■ GIVEN INSTRUCTION ■
Convert only the lines below that run from the line containing "For every instance of the held" through the end of the entries into a JSON list of strings, one string per line, omitting blank lines.
+++ SOURCE MATERIAL +++
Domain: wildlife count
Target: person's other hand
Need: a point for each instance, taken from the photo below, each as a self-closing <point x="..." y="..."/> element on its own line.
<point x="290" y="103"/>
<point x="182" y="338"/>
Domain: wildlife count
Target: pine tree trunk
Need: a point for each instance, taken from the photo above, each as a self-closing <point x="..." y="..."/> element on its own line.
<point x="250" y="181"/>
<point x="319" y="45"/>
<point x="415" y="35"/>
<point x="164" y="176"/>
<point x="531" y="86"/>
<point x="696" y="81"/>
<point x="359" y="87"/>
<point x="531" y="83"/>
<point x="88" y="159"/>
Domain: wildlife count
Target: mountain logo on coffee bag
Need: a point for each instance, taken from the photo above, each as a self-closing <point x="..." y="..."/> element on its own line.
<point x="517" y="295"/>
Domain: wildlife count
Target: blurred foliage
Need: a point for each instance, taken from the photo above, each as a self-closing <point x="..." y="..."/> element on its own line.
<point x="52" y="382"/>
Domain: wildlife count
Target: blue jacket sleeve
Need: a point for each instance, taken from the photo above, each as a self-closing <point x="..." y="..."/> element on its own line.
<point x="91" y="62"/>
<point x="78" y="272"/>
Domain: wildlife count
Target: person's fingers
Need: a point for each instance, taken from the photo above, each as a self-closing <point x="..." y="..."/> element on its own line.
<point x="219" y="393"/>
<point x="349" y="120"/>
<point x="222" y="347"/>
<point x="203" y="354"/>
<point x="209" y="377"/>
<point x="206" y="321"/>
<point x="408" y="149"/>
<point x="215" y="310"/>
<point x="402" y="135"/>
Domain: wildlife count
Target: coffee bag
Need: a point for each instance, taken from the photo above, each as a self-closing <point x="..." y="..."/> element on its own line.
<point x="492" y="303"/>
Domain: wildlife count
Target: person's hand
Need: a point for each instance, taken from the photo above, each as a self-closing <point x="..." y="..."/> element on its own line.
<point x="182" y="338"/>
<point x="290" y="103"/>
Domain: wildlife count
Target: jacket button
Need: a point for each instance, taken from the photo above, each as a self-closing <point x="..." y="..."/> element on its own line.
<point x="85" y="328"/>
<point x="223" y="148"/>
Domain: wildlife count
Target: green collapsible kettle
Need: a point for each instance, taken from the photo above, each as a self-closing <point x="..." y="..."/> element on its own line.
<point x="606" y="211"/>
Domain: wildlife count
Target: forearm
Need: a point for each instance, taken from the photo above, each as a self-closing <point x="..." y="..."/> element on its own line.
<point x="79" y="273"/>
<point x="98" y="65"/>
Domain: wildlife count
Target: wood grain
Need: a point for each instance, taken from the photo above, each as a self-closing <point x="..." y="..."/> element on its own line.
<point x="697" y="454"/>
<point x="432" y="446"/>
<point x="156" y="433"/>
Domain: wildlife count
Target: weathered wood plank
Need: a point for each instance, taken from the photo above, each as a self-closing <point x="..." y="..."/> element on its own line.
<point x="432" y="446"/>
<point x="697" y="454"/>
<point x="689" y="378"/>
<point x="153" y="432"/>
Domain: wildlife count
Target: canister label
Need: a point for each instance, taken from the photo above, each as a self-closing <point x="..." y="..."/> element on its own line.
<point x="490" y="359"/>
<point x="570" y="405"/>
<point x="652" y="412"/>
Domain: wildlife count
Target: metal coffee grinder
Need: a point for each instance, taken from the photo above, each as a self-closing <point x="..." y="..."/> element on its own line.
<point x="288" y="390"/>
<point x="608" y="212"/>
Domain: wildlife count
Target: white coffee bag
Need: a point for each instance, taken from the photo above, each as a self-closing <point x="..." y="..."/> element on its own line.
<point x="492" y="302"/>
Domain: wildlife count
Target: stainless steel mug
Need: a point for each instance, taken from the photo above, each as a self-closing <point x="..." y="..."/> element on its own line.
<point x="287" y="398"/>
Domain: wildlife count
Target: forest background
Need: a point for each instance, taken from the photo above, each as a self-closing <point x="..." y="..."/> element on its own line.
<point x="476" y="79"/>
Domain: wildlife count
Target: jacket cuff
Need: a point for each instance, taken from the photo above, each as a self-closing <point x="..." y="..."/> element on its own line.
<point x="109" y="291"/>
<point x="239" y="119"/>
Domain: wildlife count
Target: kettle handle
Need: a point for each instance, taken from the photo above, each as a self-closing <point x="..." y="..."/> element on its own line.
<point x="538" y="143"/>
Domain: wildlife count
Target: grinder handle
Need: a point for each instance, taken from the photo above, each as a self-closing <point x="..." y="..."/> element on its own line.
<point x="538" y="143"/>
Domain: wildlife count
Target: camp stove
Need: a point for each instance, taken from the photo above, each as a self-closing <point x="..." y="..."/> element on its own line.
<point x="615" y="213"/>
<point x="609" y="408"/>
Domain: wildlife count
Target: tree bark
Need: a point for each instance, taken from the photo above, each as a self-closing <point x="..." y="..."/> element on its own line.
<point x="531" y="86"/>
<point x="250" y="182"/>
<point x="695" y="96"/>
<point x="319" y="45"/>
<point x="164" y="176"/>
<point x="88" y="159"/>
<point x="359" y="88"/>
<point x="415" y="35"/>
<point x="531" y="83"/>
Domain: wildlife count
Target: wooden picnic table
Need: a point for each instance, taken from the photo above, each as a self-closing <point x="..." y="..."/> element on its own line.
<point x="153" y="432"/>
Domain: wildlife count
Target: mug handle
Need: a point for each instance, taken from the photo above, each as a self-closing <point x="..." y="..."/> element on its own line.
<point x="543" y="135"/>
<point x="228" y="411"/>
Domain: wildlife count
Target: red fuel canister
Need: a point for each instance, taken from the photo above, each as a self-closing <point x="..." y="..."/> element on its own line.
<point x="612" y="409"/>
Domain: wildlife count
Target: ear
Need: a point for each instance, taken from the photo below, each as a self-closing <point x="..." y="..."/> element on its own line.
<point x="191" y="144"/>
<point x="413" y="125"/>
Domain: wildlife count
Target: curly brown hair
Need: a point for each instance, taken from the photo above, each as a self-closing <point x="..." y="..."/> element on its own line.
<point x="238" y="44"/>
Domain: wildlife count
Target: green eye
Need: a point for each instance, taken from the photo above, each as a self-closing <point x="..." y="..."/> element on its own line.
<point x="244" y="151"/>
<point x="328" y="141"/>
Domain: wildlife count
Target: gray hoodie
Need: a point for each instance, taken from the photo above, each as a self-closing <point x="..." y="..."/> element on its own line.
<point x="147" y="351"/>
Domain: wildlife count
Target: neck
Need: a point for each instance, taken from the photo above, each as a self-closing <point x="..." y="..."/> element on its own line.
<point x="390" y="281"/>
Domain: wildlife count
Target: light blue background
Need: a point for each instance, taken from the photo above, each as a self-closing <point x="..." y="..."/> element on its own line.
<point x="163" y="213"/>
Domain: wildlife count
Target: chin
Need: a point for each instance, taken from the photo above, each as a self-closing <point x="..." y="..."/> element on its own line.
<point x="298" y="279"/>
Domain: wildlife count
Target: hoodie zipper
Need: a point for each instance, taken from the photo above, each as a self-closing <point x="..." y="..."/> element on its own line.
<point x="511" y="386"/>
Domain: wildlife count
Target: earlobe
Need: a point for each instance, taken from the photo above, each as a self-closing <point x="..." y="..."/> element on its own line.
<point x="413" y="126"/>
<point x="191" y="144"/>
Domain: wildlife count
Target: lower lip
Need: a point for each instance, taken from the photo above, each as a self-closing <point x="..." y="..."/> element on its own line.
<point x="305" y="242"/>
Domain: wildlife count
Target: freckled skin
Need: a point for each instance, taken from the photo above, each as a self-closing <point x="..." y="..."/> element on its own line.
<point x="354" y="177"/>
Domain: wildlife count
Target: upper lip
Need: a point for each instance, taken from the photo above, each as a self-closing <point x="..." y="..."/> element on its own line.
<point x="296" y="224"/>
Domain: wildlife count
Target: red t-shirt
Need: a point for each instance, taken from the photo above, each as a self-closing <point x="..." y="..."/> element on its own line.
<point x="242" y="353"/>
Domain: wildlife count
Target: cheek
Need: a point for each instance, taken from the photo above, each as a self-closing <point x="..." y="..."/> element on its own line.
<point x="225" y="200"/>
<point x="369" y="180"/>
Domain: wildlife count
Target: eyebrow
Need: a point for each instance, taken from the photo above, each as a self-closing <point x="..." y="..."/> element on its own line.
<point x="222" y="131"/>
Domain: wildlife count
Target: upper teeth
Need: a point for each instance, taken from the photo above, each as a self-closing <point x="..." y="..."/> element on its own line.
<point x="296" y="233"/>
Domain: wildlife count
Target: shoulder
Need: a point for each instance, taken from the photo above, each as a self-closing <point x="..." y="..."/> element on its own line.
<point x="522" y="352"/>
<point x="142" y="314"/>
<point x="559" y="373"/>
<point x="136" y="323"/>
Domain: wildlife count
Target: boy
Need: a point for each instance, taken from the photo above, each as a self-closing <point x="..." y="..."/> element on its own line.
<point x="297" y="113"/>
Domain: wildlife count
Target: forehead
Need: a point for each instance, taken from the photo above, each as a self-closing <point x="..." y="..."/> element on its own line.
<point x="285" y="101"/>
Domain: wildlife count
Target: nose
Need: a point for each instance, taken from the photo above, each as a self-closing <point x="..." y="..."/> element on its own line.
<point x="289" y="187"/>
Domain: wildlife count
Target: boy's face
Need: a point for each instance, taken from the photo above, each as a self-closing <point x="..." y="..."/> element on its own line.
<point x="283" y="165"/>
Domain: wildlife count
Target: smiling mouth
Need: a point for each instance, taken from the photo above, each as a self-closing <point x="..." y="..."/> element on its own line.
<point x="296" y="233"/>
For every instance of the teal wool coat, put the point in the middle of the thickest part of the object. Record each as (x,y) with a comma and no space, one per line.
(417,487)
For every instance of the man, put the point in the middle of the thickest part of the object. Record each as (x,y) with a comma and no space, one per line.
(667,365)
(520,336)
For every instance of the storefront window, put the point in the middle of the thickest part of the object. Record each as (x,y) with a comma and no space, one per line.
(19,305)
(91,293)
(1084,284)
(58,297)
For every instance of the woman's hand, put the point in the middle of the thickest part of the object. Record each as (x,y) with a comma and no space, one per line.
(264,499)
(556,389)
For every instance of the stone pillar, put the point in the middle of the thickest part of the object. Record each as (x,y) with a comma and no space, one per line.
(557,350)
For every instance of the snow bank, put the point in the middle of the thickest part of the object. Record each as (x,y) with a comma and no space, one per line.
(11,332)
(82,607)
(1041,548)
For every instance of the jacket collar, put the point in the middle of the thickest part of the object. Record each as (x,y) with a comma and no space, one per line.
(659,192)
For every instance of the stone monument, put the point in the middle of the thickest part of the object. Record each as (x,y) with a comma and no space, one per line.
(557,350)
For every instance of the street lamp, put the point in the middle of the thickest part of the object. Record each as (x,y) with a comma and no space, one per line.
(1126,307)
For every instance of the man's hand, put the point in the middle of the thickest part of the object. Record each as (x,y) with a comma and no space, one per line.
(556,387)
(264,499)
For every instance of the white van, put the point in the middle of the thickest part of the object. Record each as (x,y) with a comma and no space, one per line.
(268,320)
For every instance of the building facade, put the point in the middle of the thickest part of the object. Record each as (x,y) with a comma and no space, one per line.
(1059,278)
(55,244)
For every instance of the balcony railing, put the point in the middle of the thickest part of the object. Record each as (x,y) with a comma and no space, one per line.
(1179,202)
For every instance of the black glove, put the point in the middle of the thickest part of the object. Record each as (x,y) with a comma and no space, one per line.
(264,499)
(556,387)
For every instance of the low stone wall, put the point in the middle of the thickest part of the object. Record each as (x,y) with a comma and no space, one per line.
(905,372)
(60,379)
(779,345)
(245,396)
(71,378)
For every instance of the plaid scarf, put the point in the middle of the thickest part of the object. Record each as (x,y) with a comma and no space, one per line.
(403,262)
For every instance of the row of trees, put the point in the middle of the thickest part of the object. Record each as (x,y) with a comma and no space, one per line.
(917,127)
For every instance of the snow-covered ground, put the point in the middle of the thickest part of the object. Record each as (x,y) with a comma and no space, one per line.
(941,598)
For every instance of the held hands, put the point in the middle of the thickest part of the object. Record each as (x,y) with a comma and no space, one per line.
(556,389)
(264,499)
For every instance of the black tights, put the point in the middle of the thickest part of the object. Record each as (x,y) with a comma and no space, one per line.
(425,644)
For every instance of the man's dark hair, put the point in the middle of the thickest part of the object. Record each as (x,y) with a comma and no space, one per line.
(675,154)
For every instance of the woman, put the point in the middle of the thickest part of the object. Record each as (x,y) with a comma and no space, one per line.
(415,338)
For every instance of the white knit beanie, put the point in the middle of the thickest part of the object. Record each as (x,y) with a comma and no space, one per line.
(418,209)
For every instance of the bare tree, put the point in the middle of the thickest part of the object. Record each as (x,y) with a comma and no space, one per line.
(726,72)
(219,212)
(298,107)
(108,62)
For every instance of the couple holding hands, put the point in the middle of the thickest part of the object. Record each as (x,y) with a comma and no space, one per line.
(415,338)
+++
■ ANSWER TO THE EXERCISE ■
[
  "For every instance of the held hands, put the point in the middle of the thickest part of the object. Record each as (x,y) with a comma and no space, one per line.",
  "(556,389)",
  "(264,499)",
  "For every instance of the black tights, put the point in the middle of the thickest part of the object. Record each as (x,y) with a comma and no space, one per line.",
  "(425,644)",
  "For every instance of the man's dark hair, put the point in the middle of the thickest part of the object. Record each as (x,y) with a comma and no space, one per line.",
  "(675,154)",
  "For every instance of the woman, put the point in the middle of the thickest part of the object. Record each as (x,y) with a comma and no space, one per line.",
  "(415,338)",
  "For every instance of the white knit beanie, put the point in the middle of the thickest part of the object. Record each as (x,y) with a comma and no space, one per line.",
  "(418,209)",
  "For every instance of the bare tree, put the point in the middle of the thickest part of the object. Record each as (x,y) with a comma and no space, one per line.",
  "(726,72)",
  "(219,212)",
  "(298,107)",
  "(108,62)",
  "For every instance of the couple holding hands, put the point in the middle of the thickest part of the object. Record each as (x,y) with a comma and no space, one per line.",
  "(415,338)"
]